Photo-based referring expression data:

· · · · ·

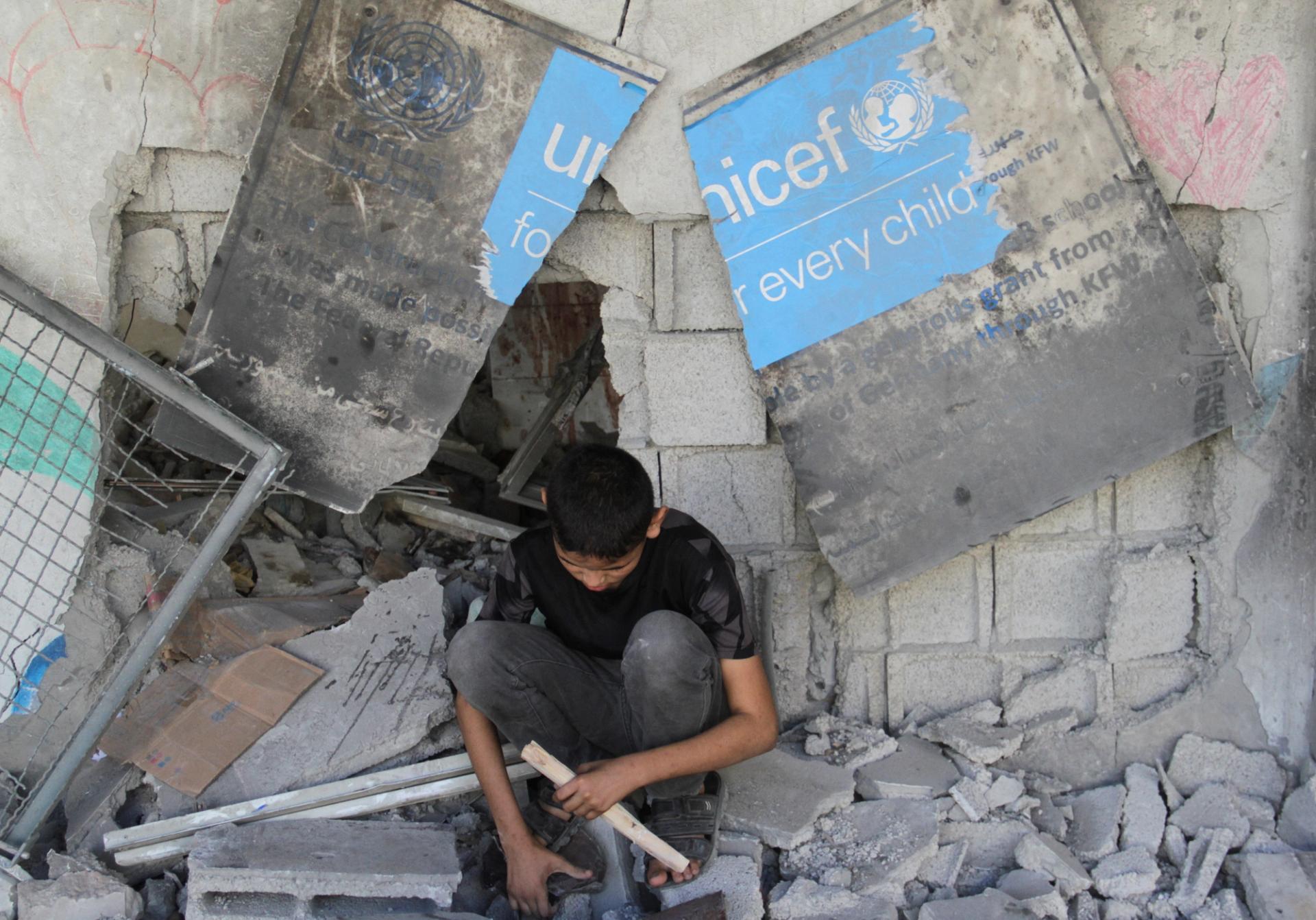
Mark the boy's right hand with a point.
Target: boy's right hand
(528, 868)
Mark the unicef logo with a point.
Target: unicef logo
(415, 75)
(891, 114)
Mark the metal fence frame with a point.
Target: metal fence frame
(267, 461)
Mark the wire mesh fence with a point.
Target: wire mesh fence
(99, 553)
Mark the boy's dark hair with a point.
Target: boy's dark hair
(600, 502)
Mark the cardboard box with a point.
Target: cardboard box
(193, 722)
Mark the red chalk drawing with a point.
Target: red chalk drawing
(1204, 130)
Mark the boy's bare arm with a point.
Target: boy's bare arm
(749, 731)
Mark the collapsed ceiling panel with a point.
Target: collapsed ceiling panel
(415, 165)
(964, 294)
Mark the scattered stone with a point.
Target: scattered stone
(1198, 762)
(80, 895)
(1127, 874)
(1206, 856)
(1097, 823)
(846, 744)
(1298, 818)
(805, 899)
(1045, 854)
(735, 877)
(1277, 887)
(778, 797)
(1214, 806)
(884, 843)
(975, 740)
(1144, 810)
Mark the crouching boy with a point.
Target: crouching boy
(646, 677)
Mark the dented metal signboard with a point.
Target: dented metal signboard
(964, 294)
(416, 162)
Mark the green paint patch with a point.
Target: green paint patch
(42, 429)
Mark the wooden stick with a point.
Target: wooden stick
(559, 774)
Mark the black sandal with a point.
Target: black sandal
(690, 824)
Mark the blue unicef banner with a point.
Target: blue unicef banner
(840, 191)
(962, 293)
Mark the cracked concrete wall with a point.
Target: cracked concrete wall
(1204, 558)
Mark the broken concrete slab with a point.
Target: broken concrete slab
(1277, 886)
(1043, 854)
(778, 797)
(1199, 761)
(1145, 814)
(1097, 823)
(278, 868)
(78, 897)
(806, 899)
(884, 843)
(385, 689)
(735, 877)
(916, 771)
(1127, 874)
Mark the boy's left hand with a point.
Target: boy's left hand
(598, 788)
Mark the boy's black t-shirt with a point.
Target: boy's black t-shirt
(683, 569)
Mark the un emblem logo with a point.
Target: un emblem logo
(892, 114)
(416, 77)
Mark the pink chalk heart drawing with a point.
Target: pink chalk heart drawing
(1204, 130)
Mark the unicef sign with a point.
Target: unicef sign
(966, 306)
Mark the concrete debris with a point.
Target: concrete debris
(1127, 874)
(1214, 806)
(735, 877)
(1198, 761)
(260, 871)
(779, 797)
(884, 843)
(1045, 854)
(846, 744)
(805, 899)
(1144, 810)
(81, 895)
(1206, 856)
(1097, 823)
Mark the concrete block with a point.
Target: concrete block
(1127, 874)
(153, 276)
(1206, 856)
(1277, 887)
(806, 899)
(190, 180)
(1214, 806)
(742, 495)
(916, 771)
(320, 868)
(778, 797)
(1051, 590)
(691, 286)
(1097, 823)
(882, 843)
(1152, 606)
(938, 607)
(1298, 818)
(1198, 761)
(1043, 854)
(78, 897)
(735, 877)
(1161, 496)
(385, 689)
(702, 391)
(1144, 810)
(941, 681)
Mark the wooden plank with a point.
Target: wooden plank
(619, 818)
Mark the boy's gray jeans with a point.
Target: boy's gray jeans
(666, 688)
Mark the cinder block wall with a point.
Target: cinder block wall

· · · · ·

YOUR INSTRUCTIONS: The entries above are to be copied exactly, with every picture left out.

COMPLETED EXERCISE:
Mark the boy's right hand with a point.
Target: boy's right hand
(528, 868)
Mark the unicef logo with a point.
Target: unicef logo
(415, 75)
(891, 114)
Mark the metal fence frame with a point.
Target: metal fence frame
(267, 461)
Mark the wire mesh fence with a point.
Target: wire mesh fence
(99, 553)
Mark the boy's dark hair with a point.
Target: boy's dark hair
(600, 502)
Mark the cardboard box with a point.
Target: cardboard box
(193, 722)
Mark the red chalk drawing with a point.
Target: red chalk drawing
(1204, 130)
Mark the boy's bare arm with a point.
Target: boy's bare arm
(749, 731)
Mark the collapsed ceiling panel with a point.
Target: collapsed ceiling panel
(415, 165)
(964, 294)
Mark the scattered stone with a point.
Target: scattered stone
(1198, 762)
(80, 895)
(1127, 874)
(1206, 856)
(1097, 823)
(846, 744)
(1298, 818)
(805, 899)
(1045, 854)
(735, 877)
(1277, 887)
(778, 797)
(1214, 806)
(884, 843)
(975, 740)
(1144, 810)
Mark the crouching boy with a point.
Target: crouching boy
(646, 677)
Mark the dented metal signboard with a point.
Target: dented metal signboard
(964, 294)
(416, 162)
Mark the green paint patch with a point.
Target: green paint patch
(42, 429)
Mark the wooden stick with a point.
Target: wooden stick
(559, 774)
Mark the black sandal with a point.
Target: black sandal
(690, 824)
Mark the blue unicef banner with a point.
Target: blue unicef banner
(840, 191)
(962, 293)
Mark the cracked concrete wall with a point.
Target: cracked concrete wall
(1204, 558)
Mark the broken concrete slab with a point.
Target: broken concrete slab
(1277, 886)
(1043, 854)
(778, 797)
(1199, 761)
(1145, 814)
(1097, 823)
(278, 868)
(78, 897)
(806, 899)
(884, 843)
(385, 689)
(735, 877)
(916, 771)
(1127, 874)
Mark the boy's left hand with a point.
Target: boy's left hand
(598, 788)
Mark the boy's black t-shirt with a point.
Target: boy's black t-shirt
(683, 569)
Mark the un emblem logo with a point.
Target: un emblem logo
(892, 114)
(416, 77)
Mark the pink chalk heart drawing with a point.
Target: pink chalk heart drawing
(1204, 130)
Mark the unicef sign with a point.
Target: unicef sign
(966, 306)
Mark the concrete debris with a point.
Target: concrete debris
(1127, 874)
(1214, 806)
(735, 877)
(1198, 761)
(260, 871)
(779, 797)
(884, 843)
(1045, 854)
(846, 744)
(805, 899)
(1144, 810)
(81, 895)
(1206, 856)
(1097, 823)
Mark the concrete block with a point.
Target: concrete block
(1127, 874)
(153, 276)
(1206, 856)
(1277, 887)
(806, 899)
(190, 180)
(1214, 806)
(742, 495)
(916, 771)
(320, 868)
(778, 797)
(1051, 590)
(691, 286)
(1097, 823)
(882, 843)
(1152, 606)
(938, 607)
(1298, 818)
(1198, 761)
(1043, 854)
(78, 897)
(735, 877)
(1161, 496)
(385, 689)
(702, 391)
(1144, 810)
(941, 681)
Mark the wooden plank with a point.
Target: wooden plank
(619, 818)
Mark the boy's gray jeans with a point.
Target: boy's gray jeans
(666, 688)
Mark the cinder block wall with a point.
Target: cinder block wall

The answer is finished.